= SET EXERCISE =
From the corporation tax excerpt below, reproduce word for word the part that opens with the words containing "Except as otherwise" and closes with "years of assessment.".

= PAGE EXTRACT =
▶
Except as otherwise provided by the Tax Acts, the amount of any income shall for purposes of corporation tax be computed in accordance with income tax principles, all questions as to the amounts which are or are not to be taken into account as income, or in computing income, or charged to tax as a person's income, or as to the time when any such amount is to be treated as arising, being determined in accordance with income tax law and practice as if accounting periods were years of assessment.

(2)

For the purposes of this section “income tax law” means, in relation to any accounting period, the law applying, for the year of assessment in which the period ends, to the charge on individuals of income tax, except that it does not include such of the enactments of the Income Tax Acts as make special provision for individuals in relation to matters referred to in subsection (1) above.

(3)

Accordingly, for purposes of corporation tax, income shall be computed, and the assessment shall be made, under the like Schedules and Cases as apply for purposes of income tax, and in accordance with the provisions applicable to those Schedules and Cases, but (subject to the provisions of the Corporation Tax Acts) the amounts so computed for the several sources of income, if more than one, together with any amount to be included in respect of chargeable gains, shall be aggregated to arrive at the total profits.”

17.

It is not, I think, necessary to refer to the Schedules and Cases in any detail. They are set out under ss.15-20 ICTA 1988 and include under Schedule D the annual profits and gains arising (under Case I) in respect of any trade carried on in the UK. As explained earlier, a life assurance company can be assessed on the profits from its BLAGAB either as a trading company under Case I or as an investment company (normally under Schedule A and Schedule D Case III) and the basis of assessment will determine the nature of the reliefs available. If assessed under Case I, trading expenses and liabilities as previously described will be deductible subject to the limitations imposed by s.74 ICTA 1988 and thereafter s.393 will apply to reduce the amount of trading income in the relevant accounting period. If taxed as an investment company, Sun Life will be able to take advantage of ICTA 1988 s.75 (which allows management expenses to be deducted and (if they exceed income) to be carried forward) subject to the provisions of s.76.
◀
= DATASET RECORDS =
▶
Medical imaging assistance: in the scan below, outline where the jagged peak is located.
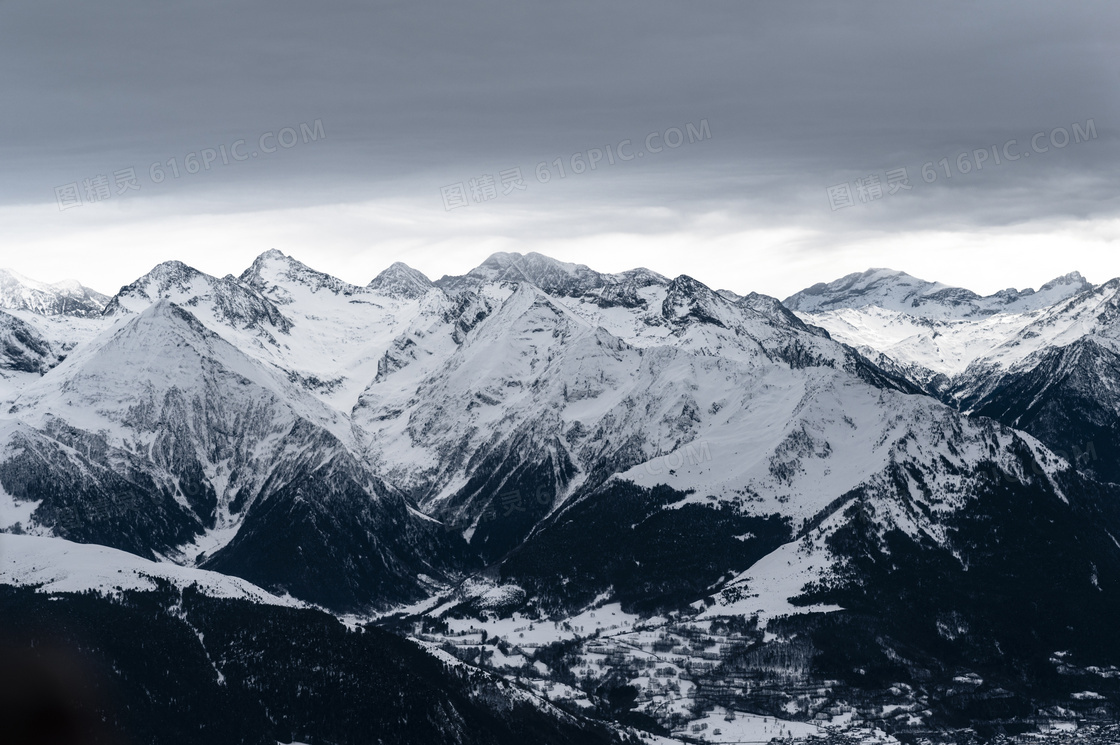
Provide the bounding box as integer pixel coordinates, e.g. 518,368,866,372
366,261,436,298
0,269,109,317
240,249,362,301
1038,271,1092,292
◀
▶
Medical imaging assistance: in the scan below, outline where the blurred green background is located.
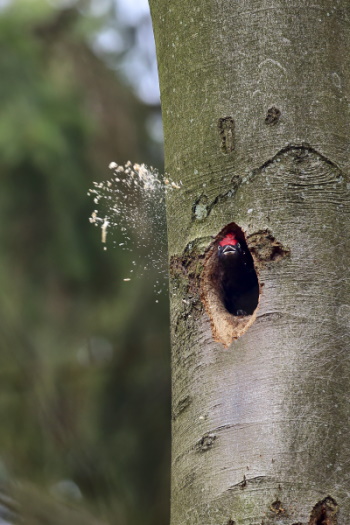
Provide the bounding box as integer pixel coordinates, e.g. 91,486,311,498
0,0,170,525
◀
▶
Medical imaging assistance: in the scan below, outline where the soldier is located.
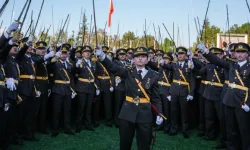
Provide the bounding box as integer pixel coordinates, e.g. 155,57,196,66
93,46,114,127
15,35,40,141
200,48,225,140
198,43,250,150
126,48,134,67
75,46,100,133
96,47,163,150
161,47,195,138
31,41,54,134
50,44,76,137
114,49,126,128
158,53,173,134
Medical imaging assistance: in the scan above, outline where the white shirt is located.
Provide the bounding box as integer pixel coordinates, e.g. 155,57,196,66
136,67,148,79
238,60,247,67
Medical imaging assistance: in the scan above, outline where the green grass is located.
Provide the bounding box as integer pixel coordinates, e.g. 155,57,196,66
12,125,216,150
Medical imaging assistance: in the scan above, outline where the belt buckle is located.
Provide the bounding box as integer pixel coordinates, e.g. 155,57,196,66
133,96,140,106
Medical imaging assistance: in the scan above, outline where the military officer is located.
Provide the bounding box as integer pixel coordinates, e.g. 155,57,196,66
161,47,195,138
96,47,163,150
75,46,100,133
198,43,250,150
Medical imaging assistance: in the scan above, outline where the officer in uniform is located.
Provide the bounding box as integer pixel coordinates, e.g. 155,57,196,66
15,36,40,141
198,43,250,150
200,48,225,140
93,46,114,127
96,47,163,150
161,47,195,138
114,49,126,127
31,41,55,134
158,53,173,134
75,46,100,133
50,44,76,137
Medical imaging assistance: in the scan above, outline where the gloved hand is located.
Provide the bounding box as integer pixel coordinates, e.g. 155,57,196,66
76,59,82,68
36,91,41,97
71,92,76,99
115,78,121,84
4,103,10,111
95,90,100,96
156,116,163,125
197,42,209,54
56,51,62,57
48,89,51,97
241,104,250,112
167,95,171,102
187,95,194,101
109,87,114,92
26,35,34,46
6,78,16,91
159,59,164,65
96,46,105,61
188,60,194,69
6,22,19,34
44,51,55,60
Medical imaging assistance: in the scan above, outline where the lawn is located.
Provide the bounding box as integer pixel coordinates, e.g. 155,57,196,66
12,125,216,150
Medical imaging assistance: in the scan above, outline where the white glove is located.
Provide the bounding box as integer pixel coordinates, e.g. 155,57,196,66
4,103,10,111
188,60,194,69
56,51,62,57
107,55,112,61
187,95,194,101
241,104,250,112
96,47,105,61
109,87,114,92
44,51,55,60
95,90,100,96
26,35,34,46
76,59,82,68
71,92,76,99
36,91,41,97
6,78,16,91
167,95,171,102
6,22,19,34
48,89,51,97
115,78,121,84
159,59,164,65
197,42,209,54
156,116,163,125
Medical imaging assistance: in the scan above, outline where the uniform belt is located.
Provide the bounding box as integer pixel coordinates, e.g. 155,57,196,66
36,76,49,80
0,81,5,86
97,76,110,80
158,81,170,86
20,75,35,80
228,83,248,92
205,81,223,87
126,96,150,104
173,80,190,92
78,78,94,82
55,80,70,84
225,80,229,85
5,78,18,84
◀
= TASK RESPONSE =
Except as otherwise provided by the Tax Acts, the amount of any income shall for purposes of corporation tax be computed in accordance with income tax principles, all questions as to the amounts which are or are not to be taken into account as income, or in computing income, or charged to tax as a person's income, or as to the time when any such amount is to be treated as arising, being determined in accordance with income tax law and practice as if accounting periods were years of assessment.